Document excerpt
>>>>
Code for elegance, code for clarity

Replies are listed 'Best First'.

Re: Code for elegance, code for clarity
by tilly (Archbishop) on Jan 12, 2004 at 16:12 UTC

On the home-grown csv_split. I detect the following bugs and various issues:

You are way too fond of putting multiple lines on one. Hitting return is cheap, and makes code easier to scan.
Walking through a string with s/(.)// is inefficient. (Walking the string is O(n*n).) Use m/(.)/g instead - that is what it is for. You can rewrite your check for "" with: /\G"/cg (see perlop). This makes for a O(n) algorithm. (Unless $` or $' were used anywhere in the program. In which case split might turn out faster.)
A toggle is better written as $quoted = !$quoted; That obviously and unambiguously toggles. To verify what $quoted = 1 - $quoted; did I had to to scan the code to see if $quoted was set anywhere else. Why make the maintainer do that work when a clearer alternative exists?
Your code will not handle returns embedded in a quoted field. If having the bug is OK in your application, document that limitation with a comment. Else fix.
Speaking of comments, anyone who doesn't understand the CSV format reasonably well is likely to wonder whether you made some serious mistakes. A brief English description of the format would make sense.

Therefore don't think of style as something that you have to squeeze through an external code review. Think of it as something that you enforce with an internal code review because good style lessens how much work you have to do before you can productively work on your old scripts.

[reply]
[d/l]
[select]

Re: Re: Code for elegance, code for clarity

by flyingmoose (Priest) on Jan 12, 2004 at 17:13 UTC

I would likewise complain in a code review. Fortunately, I am not subjected to them, as I find the concept fairly insulting. I think sometimes it's better to just say "Here is how we want things to be coded" and then talk to the person if you think something can be done better. At work, I hate having to play defense -- "can't we all just get along?". I hate getting assaulted by groups of people at once, like when three people walk into your tiny cube and start looking over your shoulder. Yep, readability and standards are important -- but they can be taken too far.

But yes, one or two short line comments would do wonders in maintainablity. Proof of wizardry does nothing for me. I don't think the "elegant" example was elegant at all. I thought it was quite un-elegant. It did the job, it worked, and it wasn't horribly ugly -- but it was not elegant.

What I want to see is code that is instantly recognizable -- something that doesn't require me to stare at it for one or two minutes to understand. It's ok to require Perl knowledge to understand your code, but I'd rather see more baby-perl rather than golf-perl at work AND on CPAN.

Though, when reading all of this, don't lose the art -- the soul of programming can be lost through coding standards, "readability", and such. Look at how un-fun it can be to write Java when everyone is complaining about how you must always follow convention X-Y-Z or pattern A-B-C. There is some merit, but there is also too-much-of-a-good-thing. In this case, the near-military enforcement of some questionable policies has made the users of this language into a near parody of themselves. A fine example that "too-readable" and "too-orderly" means "way too much code to read and too much work to do". ex: Thingy.getThingy().getOtherThingy().GetDocument(EndOfRant(),EndOfRantChecker(false,true,true);

I guess all things can be overdone or underdone. Still though, back to the point, I don't think elegance has been achieved quite yet.
<<<<
Required task 1
Tally how many lines of the listing below contain the string "plant", and reply with the number alone.

Task material
>>>>
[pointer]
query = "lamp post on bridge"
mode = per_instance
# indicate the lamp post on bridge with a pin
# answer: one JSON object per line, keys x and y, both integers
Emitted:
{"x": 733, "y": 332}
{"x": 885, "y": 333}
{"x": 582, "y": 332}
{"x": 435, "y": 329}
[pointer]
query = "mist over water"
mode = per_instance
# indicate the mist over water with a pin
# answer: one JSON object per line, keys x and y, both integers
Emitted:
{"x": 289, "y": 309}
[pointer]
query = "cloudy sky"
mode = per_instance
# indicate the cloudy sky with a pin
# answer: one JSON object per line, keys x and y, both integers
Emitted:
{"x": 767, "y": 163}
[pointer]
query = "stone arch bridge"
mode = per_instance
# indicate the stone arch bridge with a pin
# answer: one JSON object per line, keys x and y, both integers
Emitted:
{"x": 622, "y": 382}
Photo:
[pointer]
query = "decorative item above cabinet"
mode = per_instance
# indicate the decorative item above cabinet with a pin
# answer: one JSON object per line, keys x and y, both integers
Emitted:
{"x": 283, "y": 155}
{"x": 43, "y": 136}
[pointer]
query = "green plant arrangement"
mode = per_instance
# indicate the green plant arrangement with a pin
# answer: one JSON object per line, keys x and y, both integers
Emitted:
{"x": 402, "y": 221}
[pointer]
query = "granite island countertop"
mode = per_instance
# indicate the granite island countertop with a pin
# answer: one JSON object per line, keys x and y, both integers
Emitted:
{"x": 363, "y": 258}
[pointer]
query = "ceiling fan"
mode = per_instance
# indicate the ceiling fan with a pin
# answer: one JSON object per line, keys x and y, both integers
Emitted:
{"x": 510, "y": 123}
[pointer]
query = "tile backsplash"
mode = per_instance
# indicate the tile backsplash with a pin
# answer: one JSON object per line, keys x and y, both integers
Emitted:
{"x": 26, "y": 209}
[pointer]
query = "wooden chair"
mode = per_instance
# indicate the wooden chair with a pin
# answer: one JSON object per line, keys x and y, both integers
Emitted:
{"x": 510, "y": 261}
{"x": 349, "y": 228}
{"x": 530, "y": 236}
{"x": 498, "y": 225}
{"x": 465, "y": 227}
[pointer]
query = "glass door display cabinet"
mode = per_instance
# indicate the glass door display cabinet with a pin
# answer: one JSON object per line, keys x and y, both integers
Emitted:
<<<<
Required task 2
Reproduce the forum thread on code elegance from "Replies are listed" to "turn out faster.)", putting "text" wherever "string" appears.

Complete output 1
2

Complete output 2
Replies are listed 'Best First'.

Re: Code for elegance, code for clarity
by tilly (Archbishop) on Jan 12, 2004 at 16:12 UTC

On the home-grown csv_split. I detect the following bugs and various issues:

You are way too fond of putting multiple lines on one. Hitting return is cheap, and makes code easier to scan.
Walking through a text with s/(.)// is inefficient. (Walking the text is O(n*n).) Use m/(.)/g instead - that is what it is for. You can rewrite your check for "" with: /\G"/cg (see perlop). This makes for a O(n) algorithm. (Unless $` or $' were used anywhere in the program. In which case split might turn out faster.)